**WHAT THE TASK ASKS**
Drop every picture. Then return, exactly, the lines from the beginning of the listing below through the one containing "box: [308, 215, 373, 383]".
--- INPUT RECORDS Enclosed Below ---
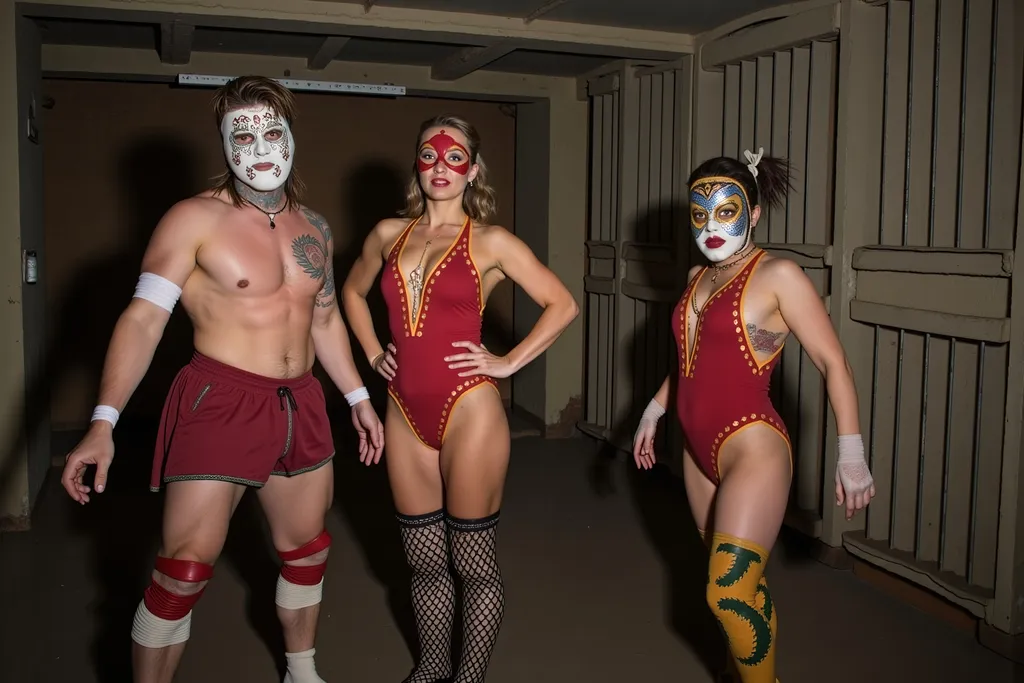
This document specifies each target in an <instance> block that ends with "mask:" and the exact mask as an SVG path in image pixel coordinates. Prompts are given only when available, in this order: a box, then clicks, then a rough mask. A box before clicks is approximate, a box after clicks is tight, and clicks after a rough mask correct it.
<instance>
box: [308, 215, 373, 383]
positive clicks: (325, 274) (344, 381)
mask: <svg viewBox="0 0 1024 683" xmlns="http://www.w3.org/2000/svg"><path fill="white" fill-rule="evenodd" d="M305 214H306V219H307V220H309V222H310V223H312V225H313V227H315V228H317V229H318V230H319V231H321V234H323V236H325V238H326V239H327V265H326V268H327V270H326V272H325V276H324V286H323V287H322V288H321V291H319V293H317V294H316V302H315V308H314V309H313V321H312V328H311V330H310V332H311V334H312V338H313V349H314V350H315V352H316V358H317V359H318V360H319V361H321V365H322V366H324V370H325V371H327V374H328V376H330V378H331V381H332V382H334V384H335V386H337V387H338V389H339V390H341V392H342V393H344V394H347V393H350V392H352V391H354V390H355V389H358V388H360V387H361V386H364V384H362V378H360V377H359V371H358V369H356V367H355V361H354V360H353V359H352V346H351V344H349V341H348V330H347V329H346V327H345V322H344V321H343V319H341V310H340V309H339V308H338V294H337V290H336V289H335V282H334V238H333V237H332V236H331V228H330V227H329V226H328V224H327V221H326V220H325V219H324V217H323V216H321V215H319V214H316V213H314V212H312V211H308V210H307V211H306V212H305Z"/></svg>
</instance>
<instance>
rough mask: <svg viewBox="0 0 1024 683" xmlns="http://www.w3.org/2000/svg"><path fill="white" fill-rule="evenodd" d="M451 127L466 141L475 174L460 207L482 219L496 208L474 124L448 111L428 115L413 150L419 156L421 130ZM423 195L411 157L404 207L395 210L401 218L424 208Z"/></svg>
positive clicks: (478, 219) (496, 209) (475, 220)
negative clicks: (453, 115)
mask: <svg viewBox="0 0 1024 683" xmlns="http://www.w3.org/2000/svg"><path fill="white" fill-rule="evenodd" d="M441 127H442V128H455V129H456V130H458V131H460V132H461V133H462V134H463V135H465V136H466V141H467V142H468V145H469V150H468V152H469V163H470V165H471V166H472V165H473V164H476V165H477V172H476V177H475V178H474V179H473V182H472V184H470V185H467V186H466V191H465V193H464V194H463V196H462V210H463V211H465V212H466V215H467V216H469V217H470V218H471V219H472V220H473V221H475V222H477V223H486V222H487V220H488V219H489V218H490V217H492V216H494V215H495V212H496V211H497V209H498V201H497V198H496V196H495V188H494V187H492V186H490V184H489V183H488V182H487V165H486V164H484V163H483V157H481V156H480V135H479V133H477V132H476V128H474V127H473V126H472V124H470V123H469V122H468V121H466V120H465V119H461V118H459V117H457V116H453V115H450V114H445V115H441V116H437V117H434V118H433V119H428V120H426V121H424V122H423V123H422V124H421V125H420V132H419V134H418V135H417V136H416V152H417V156H419V151H420V138H421V137H423V133H425V132H427V131H428V130H429V129H431V128H441ZM426 206H427V198H426V195H425V194H424V191H423V187H422V186H421V185H420V172H419V169H418V168H417V165H416V161H415V160H414V161H413V168H412V175H411V176H410V178H409V184H408V185H407V186H406V208H404V209H402V210H401V212H400V213H399V215H400V216H402V217H404V218H419V217H420V216H422V215H423V212H424V211H425V210H426Z"/></svg>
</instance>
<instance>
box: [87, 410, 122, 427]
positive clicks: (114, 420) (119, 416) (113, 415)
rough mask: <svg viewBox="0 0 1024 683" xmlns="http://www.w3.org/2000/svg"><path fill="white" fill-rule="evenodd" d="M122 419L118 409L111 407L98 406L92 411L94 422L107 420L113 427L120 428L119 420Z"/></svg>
mask: <svg viewBox="0 0 1024 683" xmlns="http://www.w3.org/2000/svg"><path fill="white" fill-rule="evenodd" d="M120 417H121V414H120V413H119V412H118V409H116V408H113V407H111V405H96V408H95V409H93V411H92V422H95V421H96V420H106V421H108V422H110V423H111V426H112V427H117V426H118V418H120Z"/></svg>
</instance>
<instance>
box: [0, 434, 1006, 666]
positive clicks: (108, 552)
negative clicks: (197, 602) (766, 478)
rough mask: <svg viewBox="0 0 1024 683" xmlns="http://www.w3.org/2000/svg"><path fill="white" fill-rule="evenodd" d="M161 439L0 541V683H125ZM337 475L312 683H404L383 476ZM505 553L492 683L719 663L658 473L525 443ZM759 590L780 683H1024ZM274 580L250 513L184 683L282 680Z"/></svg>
mask: <svg viewBox="0 0 1024 683" xmlns="http://www.w3.org/2000/svg"><path fill="white" fill-rule="evenodd" d="M152 438H153V436H152V433H151V434H144V433H143V434H136V435H132V434H120V435H119V439H120V442H119V445H118V461H117V462H116V464H115V466H114V469H113V471H112V478H111V481H110V488H109V490H108V493H105V494H103V495H101V496H98V497H96V499H95V502H94V503H92V504H91V505H89V506H87V507H85V508H79V507H77V506H75V505H74V504H72V503H71V502H70V501H69V500H68V499H67V498H66V496H65V495H63V492H62V490H61V489H60V488H59V482H58V480H57V479H58V475H57V472H56V470H54V472H53V473H52V476H51V477H50V479H49V480H48V482H47V484H46V486H45V489H44V492H43V494H42V496H41V498H40V500H39V504H38V507H37V513H36V518H35V520H34V528H33V530H32V531H29V532H25V533H11V535H6V536H0V591H2V593H0V598H2V599H0V604H2V612H0V632H2V634H3V636H2V638H0V661H2V663H3V664H2V671H3V674H2V675H0V680H3V681H10V682H11V683H14V682H17V683H29V682H32V683H37V682H38V683H65V682H68V683H72V682H74V683H94V682H102V683H129V682H130V680H131V677H130V670H129V649H130V641H129V631H130V628H131V617H132V613H133V612H134V609H135V605H136V604H137V602H138V599H139V597H140V594H141V591H142V589H143V588H144V587H145V585H146V582H147V577H148V572H150V567H151V563H152V556H153V553H154V552H155V547H156V542H157V537H156V535H157V532H158V530H159V514H160V501H161V498H160V497H159V496H157V495H154V494H150V493H148V492H147V490H146V485H145V483H146V476H147V467H148V460H150V454H151V453H152V446H151V445H150V444H152ZM345 439H347V437H345ZM338 442H339V443H346V442H349V441H347V440H342V439H341V438H339V441H338ZM336 471H337V482H338V483H337V493H336V504H335V507H334V510H333V514H332V515H331V516H330V517H329V520H328V526H329V528H330V530H331V532H332V535H333V536H334V547H333V550H332V555H331V563H330V565H329V570H328V578H327V582H326V595H325V602H324V607H323V612H322V617H321V631H319V636H318V647H317V655H316V659H317V665H318V669H319V672H321V675H322V676H323V677H324V678H325V679H326V680H327V681H329V682H330V683H341V682H342V681H357V682H358V683H377V682H381V683H397V682H398V681H400V680H401V679H402V677H403V676H404V675H406V674H407V673H408V672H409V670H410V667H411V665H412V658H411V654H410V645H409V643H410V642H412V641H411V639H412V638H414V636H413V634H412V633H411V628H412V615H411V612H410V610H409V599H408V583H407V574H406V567H404V564H403V559H402V554H401V549H400V546H399V540H398V532H397V528H396V526H395V522H394V518H393V516H392V514H393V513H392V509H391V503H390V497H389V494H388V489H387V484H386V479H385V476H384V469H383V466H381V467H378V468H372V469H367V468H365V467H362V466H360V465H358V463H356V462H355V461H354V460H353V459H352V458H351V457H341V458H339V459H338V460H337V470H336ZM499 539H500V540H499V544H500V545H499V549H500V550H499V552H500V555H501V561H502V567H503V571H504V575H505V582H506V600H507V607H506V617H505V624H504V627H503V630H502V633H501V637H500V639H499V642H498V646H497V649H496V651H495V654H494V657H493V660H492V661H493V664H492V669H490V673H489V676H488V679H487V680H488V682H489V683H513V682H515V683H525V682H527V681H528V682H529V683H549V682H550V683H556V682H557V683H566V682H572V683H574V682H577V681H579V682H583V681H588V682H594V683H603V682H609V683H610V682H612V681H613V682H615V683H621V682H630V683H632V682H634V681H636V682H644V683H660V682H666V683H669V682H672V683H677V682H680V681H683V682H687V683H710V682H711V681H712V677H711V675H710V674H709V673H708V672H707V669H706V667H705V664H702V663H701V657H703V658H705V659H706V660H709V661H718V660H720V658H719V657H721V656H722V654H721V652H722V650H721V643H720V641H719V637H718V634H717V630H716V627H715V626H714V624H713V622H712V621H711V617H710V615H709V613H708V611H707V608H706V607H705V605H703V585H705V579H703V559H702V557H701V551H702V549H701V547H700V545H699V541H698V540H697V537H696V535H695V532H694V531H693V526H692V521H691V519H690V517H689V513H688V512H687V509H686V504H685V499H684V495H683V492H682V487H681V485H679V482H678V480H675V479H673V478H672V477H671V475H669V474H668V473H667V472H664V471H658V470H655V471H654V472H653V473H646V474H640V473H637V472H636V471H635V470H634V469H633V468H632V466H630V465H628V464H627V463H626V462H625V459H624V458H623V457H622V456H620V457H618V458H617V459H609V458H607V457H605V456H603V455H601V454H600V453H599V449H598V446H597V445H596V444H595V443H594V442H592V441H590V440H588V439H584V438H581V439H572V440H567V441H545V440H542V439H540V438H538V437H529V436H527V437H521V438H518V439H516V440H515V441H514V445H513V457H512V465H511V469H510V473H509V480H508V486H507V489H506V501H505V504H504V506H503V510H502V522H501V526H500V527H499ZM768 577H769V581H770V585H771V587H772V592H773V597H774V598H775V602H776V605H778V608H779V614H780V620H781V621H780V634H779V640H778V643H779V650H778V667H779V672H778V673H779V678H780V680H781V681H783V683H822V682H827V683H848V682H849V683H865V681H867V682H870V683H896V682H903V681H907V682H914V683H915V682H918V681H921V682H925V681H927V682H929V683H974V682H980V681H994V682H1002V681H1007V682H1009V681H1013V680H1015V679H1016V680H1024V675H1022V672H1021V671H1020V670H1019V669H1018V670H1016V671H1015V667H1014V666H1013V665H1012V664H1011V663H1010V661H1008V660H1006V659H1004V658H1001V657H999V656H998V655H996V654H994V653H993V652H991V651H989V650H986V649H985V648H983V647H981V646H980V645H978V644H977V643H976V641H975V639H974V638H973V637H972V636H971V635H970V634H966V633H964V632H962V631H957V630H955V629H953V628H952V627H950V626H947V625H946V624H944V623H942V622H941V621H938V620H936V618H934V617H932V616H929V615H926V614H924V613H922V612H919V611H916V610H915V609H913V608H912V607H910V606H908V605H906V604H904V603H901V602H896V601H894V600H892V599H891V598H889V597H887V596H885V595H883V594H882V593H881V592H879V591H878V590H876V589H874V588H872V587H871V586H870V585H868V584H866V583H864V582H863V581H861V580H859V579H858V578H857V577H855V575H854V574H853V573H852V572H848V571H837V570H833V569H829V568H827V567H825V566H823V565H821V564H818V563H816V562H814V561H812V560H809V559H807V558H806V557H805V556H803V555H801V554H800V553H799V552H797V551H795V550H786V548H785V547H780V548H779V549H778V550H777V551H776V552H775V553H774V555H773V557H772V558H771V560H770V562H769V568H768ZM275 578H276V563H275V561H274V559H273V556H272V555H271V549H270V547H269V546H268V545H267V542H266V536H265V533H264V527H263V520H262V517H261V515H260V513H259V510H258V506H256V505H255V497H251V496H247V497H246V499H244V501H243V504H242V506H240V509H239V512H238V513H237V516H236V518H234V521H233V527H232V530H231V533H230V536H229V538H228V543H227V548H226V550H225V556H224V558H223V559H222V560H221V562H220V563H219V564H218V573H217V577H216V578H215V580H214V581H213V582H212V583H211V585H210V588H209V589H208V590H207V592H206V594H205V596H204V597H203V599H202V601H201V602H200V604H199V606H198V607H197V608H196V614H195V621H194V624H193V640H191V641H190V644H189V646H188V649H187V650H186V652H185V655H184V660H183V663H182V666H181V670H180V673H179V676H178V679H177V680H179V681H189V682H190V683H208V682H209V683H213V682H214V681H227V680H230V681H245V682H246V683H274V682H279V681H281V677H280V674H279V673H278V667H279V664H278V659H279V658H280V657H279V656H278V653H279V652H280V651H281V649H282V646H281V643H280V634H279V630H278V626H276V622H275V620H274V613H273V587H274V582H275Z"/></svg>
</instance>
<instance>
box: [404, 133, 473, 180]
mask: <svg viewBox="0 0 1024 683" xmlns="http://www.w3.org/2000/svg"><path fill="white" fill-rule="evenodd" d="M438 162H440V163H443V164H444V165H445V166H447V167H449V168H450V169H452V170H453V171H455V172H456V173H458V174H459V175H466V174H467V173H469V151H468V150H466V147H464V146H463V145H462V144H461V143H460V142H458V141H457V140H456V139H455V138H454V137H452V136H451V135H449V134H447V133H446V132H444V131H443V130H441V131H440V132H439V133H435V134H434V136H433V137H431V138H430V139H429V140H427V141H426V142H424V143H423V144H422V145H420V156H419V157H418V158H417V160H416V166H417V168H419V169H420V173H426V172H427V171H430V170H431V169H433V168H434V167H435V166H436V165H437V164H438Z"/></svg>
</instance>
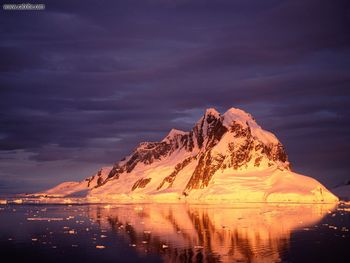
--- End of Enclosed INPUT RECORDS ---
**WRITTEN ANSWER**
This document specifies each target in an <instance> block that ends with "mask:" and the exact mask as an SVG path in image pixel coordinates. Prompts are given only when available, in this order: a box, then clicks, then a rough mask. A box before clicks is approximate, a box after clicks is tight, and clicks after a rough mask correct it.
<instance>
box: [308, 215, 373, 383]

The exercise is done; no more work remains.